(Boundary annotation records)
# # # #

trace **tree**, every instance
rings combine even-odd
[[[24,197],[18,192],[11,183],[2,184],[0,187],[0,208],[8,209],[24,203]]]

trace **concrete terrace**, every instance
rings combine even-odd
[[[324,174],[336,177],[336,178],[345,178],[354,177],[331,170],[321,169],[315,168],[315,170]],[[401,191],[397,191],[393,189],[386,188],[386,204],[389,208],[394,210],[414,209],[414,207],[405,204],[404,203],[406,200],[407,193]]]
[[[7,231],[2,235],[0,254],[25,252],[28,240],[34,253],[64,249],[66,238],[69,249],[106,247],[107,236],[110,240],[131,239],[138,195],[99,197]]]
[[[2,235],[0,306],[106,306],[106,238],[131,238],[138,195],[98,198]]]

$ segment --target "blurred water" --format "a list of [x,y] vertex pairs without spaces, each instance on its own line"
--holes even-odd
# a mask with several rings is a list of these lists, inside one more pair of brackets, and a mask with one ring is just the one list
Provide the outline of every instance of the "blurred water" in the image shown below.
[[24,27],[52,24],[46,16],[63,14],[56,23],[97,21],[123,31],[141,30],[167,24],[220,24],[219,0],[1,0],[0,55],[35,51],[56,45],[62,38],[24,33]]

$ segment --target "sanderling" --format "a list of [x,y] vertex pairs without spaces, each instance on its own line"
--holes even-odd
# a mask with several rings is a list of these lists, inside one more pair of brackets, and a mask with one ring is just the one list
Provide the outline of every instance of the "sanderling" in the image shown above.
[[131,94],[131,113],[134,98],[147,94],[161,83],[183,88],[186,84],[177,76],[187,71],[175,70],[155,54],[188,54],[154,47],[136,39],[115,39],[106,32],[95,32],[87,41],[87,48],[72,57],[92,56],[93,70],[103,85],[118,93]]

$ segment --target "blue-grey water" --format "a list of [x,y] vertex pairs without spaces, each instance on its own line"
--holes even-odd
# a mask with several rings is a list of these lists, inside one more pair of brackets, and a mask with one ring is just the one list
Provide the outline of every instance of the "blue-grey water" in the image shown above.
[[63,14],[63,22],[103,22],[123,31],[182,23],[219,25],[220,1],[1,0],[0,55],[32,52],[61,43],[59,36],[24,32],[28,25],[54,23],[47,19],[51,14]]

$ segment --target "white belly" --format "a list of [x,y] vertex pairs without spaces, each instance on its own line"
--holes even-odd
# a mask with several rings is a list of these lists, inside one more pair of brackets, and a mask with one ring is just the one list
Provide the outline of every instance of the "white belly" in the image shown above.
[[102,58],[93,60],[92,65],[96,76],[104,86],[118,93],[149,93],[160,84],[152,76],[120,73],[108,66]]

# # # #

## WRITTEN TASK
Pull out every line of the items above that contains the string "segment", and list those lines in their original order.

## FINAL RESULT
$ segment --target "blurred water" --format "a list of [x,y] vertex pairs without spaces, each instance on its own line"
$ segment --target "sanderling" --format "a list of [x,y] vertex pairs without spaces, each instance on its own line"
$ segment --target "blue-grey water" --format "a list of [x,y] vertex pairs without spaces, each instance on its own line"
$ segment --target "white belly" --format "a list of [x,y] vertex pairs without spaces, each instance on its own line"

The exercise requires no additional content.